What is asked = Tally how many lines of the material below contain the word "above", and reply with that number alone.

Data supplied =
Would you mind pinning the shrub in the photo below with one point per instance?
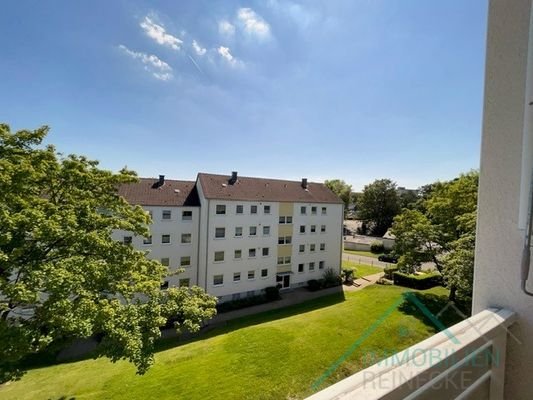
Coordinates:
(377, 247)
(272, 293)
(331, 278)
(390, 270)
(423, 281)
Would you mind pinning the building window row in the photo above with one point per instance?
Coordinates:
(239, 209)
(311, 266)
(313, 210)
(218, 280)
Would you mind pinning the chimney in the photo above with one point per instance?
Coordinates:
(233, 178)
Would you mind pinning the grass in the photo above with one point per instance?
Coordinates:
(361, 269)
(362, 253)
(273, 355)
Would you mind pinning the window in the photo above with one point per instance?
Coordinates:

---

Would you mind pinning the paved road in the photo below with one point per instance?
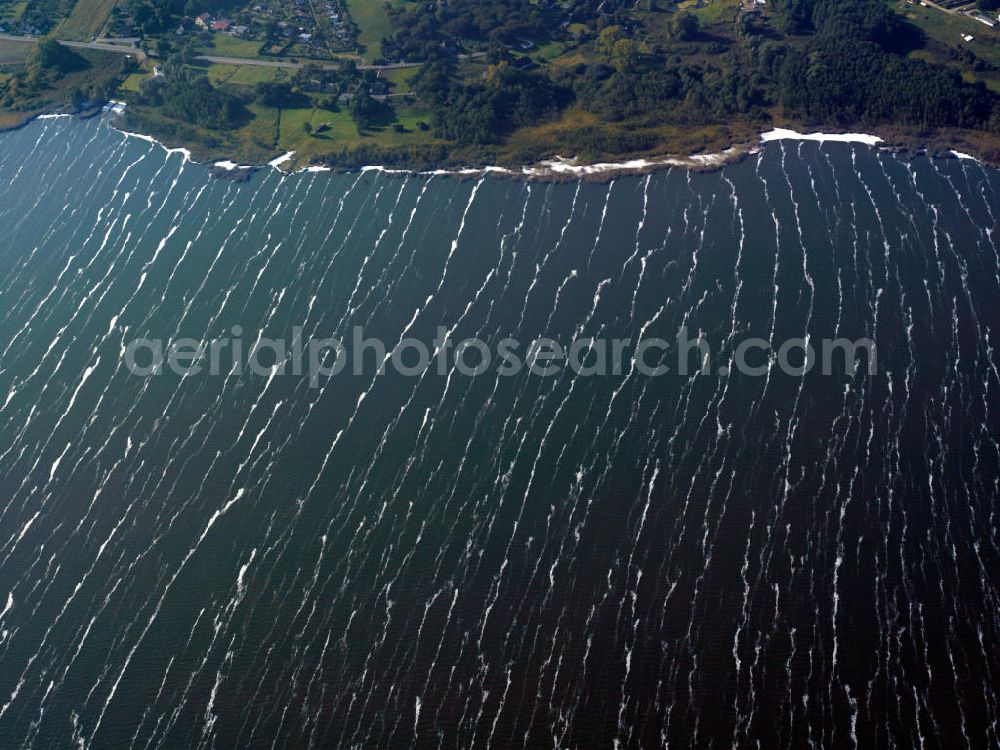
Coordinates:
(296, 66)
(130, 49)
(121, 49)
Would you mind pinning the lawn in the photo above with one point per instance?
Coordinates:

Result of this task = 5